[Items from a dataset]
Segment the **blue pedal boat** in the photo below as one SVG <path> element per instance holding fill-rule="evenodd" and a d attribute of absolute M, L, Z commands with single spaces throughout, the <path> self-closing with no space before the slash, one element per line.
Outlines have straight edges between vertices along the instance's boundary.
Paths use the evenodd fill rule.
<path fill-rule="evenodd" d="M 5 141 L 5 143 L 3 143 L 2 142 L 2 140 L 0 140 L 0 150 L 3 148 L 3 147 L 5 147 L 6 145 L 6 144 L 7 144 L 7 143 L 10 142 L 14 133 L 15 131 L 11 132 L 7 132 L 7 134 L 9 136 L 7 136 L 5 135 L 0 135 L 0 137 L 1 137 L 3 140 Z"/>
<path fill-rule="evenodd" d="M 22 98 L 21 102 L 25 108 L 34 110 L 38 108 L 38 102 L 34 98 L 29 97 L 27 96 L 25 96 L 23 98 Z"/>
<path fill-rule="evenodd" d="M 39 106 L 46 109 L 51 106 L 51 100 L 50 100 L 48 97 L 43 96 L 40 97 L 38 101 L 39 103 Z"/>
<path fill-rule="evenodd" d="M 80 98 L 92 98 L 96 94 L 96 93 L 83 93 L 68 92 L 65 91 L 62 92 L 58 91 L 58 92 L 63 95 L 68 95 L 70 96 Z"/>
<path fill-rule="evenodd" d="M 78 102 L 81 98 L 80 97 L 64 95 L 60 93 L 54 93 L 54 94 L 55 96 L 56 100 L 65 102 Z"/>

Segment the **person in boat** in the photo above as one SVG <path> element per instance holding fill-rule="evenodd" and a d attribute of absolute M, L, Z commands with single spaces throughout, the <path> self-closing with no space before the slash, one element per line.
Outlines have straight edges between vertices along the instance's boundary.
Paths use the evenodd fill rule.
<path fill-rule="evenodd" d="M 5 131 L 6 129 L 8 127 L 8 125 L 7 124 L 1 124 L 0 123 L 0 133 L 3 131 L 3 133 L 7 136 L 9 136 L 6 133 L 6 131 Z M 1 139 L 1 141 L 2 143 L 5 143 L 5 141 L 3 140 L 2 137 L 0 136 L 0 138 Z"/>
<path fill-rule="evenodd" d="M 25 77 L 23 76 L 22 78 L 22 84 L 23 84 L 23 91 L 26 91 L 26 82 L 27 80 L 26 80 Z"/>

EXERCISE AIM:
Output the entire listing above again, line for line, with no changes.

FULL RESPONSE:
Segment the **blue pedal boat** in the photo below as one SVG <path> element per instance holding fill-rule="evenodd" and a d attribute of absolute M, L, Z commands with single spaces throughout, the <path> self-closing with no space before the slash, one element per line.
Outlines have straight edges between vertices along the instance's boundary.
Paths use the evenodd fill rule.
<path fill-rule="evenodd" d="M 5 141 L 5 143 L 3 143 L 2 142 L 2 140 L 0 140 L 0 150 L 3 148 L 3 147 L 5 147 L 6 145 L 6 144 L 7 144 L 7 143 L 10 142 L 14 133 L 15 131 L 11 132 L 7 132 L 7 134 L 9 136 L 7 136 L 5 135 L 0 135 L 0 137 L 1 137 L 3 140 Z"/>
<path fill-rule="evenodd" d="M 22 98 L 21 102 L 25 108 L 34 110 L 38 108 L 38 102 L 34 98 L 29 97 L 27 96 L 25 96 L 23 98 Z"/>
<path fill-rule="evenodd" d="M 39 106 L 46 109 L 51 106 L 51 100 L 50 100 L 48 97 L 43 96 L 40 97 L 38 101 L 39 103 Z"/>
<path fill-rule="evenodd" d="M 80 98 L 92 98 L 96 94 L 96 93 L 83 93 L 68 92 L 65 91 L 62 92 L 58 91 L 58 92 L 63 95 L 68 95 L 70 96 Z"/>
<path fill-rule="evenodd" d="M 78 102 L 81 98 L 80 97 L 64 95 L 60 93 L 54 93 L 54 94 L 55 96 L 56 100 L 65 102 Z"/>

Segment the **person in boat** in the photo above as one SVG <path> element per instance holding fill-rule="evenodd" and a d attribute of absolute M, L, Z commands with single spaces throughout, the <path> self-closing with no space before the slash, one element per line.
Outlines have straight edges between vertices along the instance's boundary.
Paths use the evenodd fill rule.
<path fill-rule="evenodd" d="M 5 131 L 6 129 L 8 127 L 8 125 L 7 124 L 1 124 L 0 123 L 0 133 L 3 131 L 3 133 L 7 136 L 9 136 L 6 133 L 6 131 Z M 1 139 L 1 141 L 2 143 L 5 143 L 5 141 L 3 140 L 2 137 L 0 136 L 0 138 Z"/>
<path fill-rule="evenodd" d="M 25 77 L 23 76 L 22 78 L 22 84 L 23 84 L 23 91 L 26 91 L 26 82 L 27 80 L 26 80 Z"/>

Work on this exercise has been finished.